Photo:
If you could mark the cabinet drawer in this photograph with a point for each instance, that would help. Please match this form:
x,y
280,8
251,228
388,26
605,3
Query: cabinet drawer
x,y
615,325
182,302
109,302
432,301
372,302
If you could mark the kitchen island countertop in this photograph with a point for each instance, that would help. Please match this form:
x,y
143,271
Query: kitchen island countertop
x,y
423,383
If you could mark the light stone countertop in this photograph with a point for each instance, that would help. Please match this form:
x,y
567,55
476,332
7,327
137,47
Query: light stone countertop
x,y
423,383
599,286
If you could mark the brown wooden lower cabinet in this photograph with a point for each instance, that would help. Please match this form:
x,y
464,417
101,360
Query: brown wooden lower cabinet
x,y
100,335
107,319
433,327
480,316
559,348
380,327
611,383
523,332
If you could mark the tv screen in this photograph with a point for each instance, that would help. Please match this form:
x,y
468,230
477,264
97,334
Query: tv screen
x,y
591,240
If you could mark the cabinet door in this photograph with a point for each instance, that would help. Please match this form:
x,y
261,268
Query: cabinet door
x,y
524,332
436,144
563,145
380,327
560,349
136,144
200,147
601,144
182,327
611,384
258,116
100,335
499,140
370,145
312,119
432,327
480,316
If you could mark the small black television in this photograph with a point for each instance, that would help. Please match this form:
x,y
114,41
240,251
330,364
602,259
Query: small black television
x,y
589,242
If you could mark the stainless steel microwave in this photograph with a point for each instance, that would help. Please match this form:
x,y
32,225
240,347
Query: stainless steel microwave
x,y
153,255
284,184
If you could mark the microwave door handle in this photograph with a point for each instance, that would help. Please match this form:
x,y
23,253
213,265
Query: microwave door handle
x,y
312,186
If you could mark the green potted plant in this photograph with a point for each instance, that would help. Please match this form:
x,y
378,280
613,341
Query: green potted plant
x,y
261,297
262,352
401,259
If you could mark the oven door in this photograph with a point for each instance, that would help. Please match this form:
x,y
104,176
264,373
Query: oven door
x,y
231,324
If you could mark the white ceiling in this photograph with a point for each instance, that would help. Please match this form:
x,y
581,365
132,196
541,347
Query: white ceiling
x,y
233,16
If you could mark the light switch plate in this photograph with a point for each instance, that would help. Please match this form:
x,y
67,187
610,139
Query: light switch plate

REQUIRED WORK:
Without altering a single word, set down all the entries again.

TASK RESPONSE:
Photo:
If you could mark the cabinet drawer in this photograph with a point for each instance, that would help. Please match this form:
x,y
280,8
251,228
388,26
605,3
Query: cabinet drawer
x,y
615,325
182,302
109,302
432,301
372,302
If you could mark the kitchen island countertop in this photograph with a point for each instance, that would help. Please match this form:
x,y
143,271
Query: kitchen island countertop
x,y
423,383
If you could mark the light stone countertop in this photograph with a point for each instance, that would help. Please match this form:
x,y
567,55
476,332
7,327
137,47
Query: light stone countertop
x,y
423,383
599,286
If you could mark the brown wooden lower cabinet in this photograph with a point for each instance, that would help. Please match this form:
x,y
464,417
101,360
Query: brown wooden lower cabinet
x,y
100,335
107,319
433,327
480,316
559,348
380,327
611,383
523,332
If you could mark the tv screen in this photograph with a point for each instance, that would help. Please match this form:
x,y
468,230
477,264
97,334
Query: tv screen
x,y
591,240
If you could mark the cabinet door in this photograph with a point for each instance, that would help. Please match this form:
x,y
261,268
Query: cabinet door
x,y
524,332
436,144
563,145
380,327
560,349
136,144
200,147
601,144
182,327
611,384
258,116
100,335
499,140
370,145
312,119
432,327
480,316
If you could mark the small black television in this photograph with a point for each instance, that would help. Please match this form:
x,y
114,41
240,251
330,364
602,259
Query: small black television
x,y
589,242
If you could mark the stainless steel microwave in this photograph with a point for each instance, that would help. Please match this form:
x,y
32,225
240,347
Query: stainless steel microwave
x,y
153,255
284,184
If you could mark the microwave door handle in this photograph with a point for each instance, that would help. Please match this form:
x,y
23,253
213,265
Query: microwave door handle
x,y
312,186
If you could mark the green potted plant in this photograph with a point for each instance, that would help. Please match this form:
x,y
378,280
613,341
Query: green potted plant
x,y
261,297
262,352
401,259
If you could mark the oven door in this photograph with a point for each instance, that would help. Please match this form:
x,y
104,176
264,373
Query: oven door
x,y
231,324
If you could mark the white ceiling in this photograph with a point for each instance, that would help. Please match this form:
x,y
581,365
132,196
541,347
Query: white ceiling
x,y
233,16
If you could mark the light switch plate in this photograph with a point for each instance, that would help. Please match this form:
x,y
67,187
610,139
Query: light switch plate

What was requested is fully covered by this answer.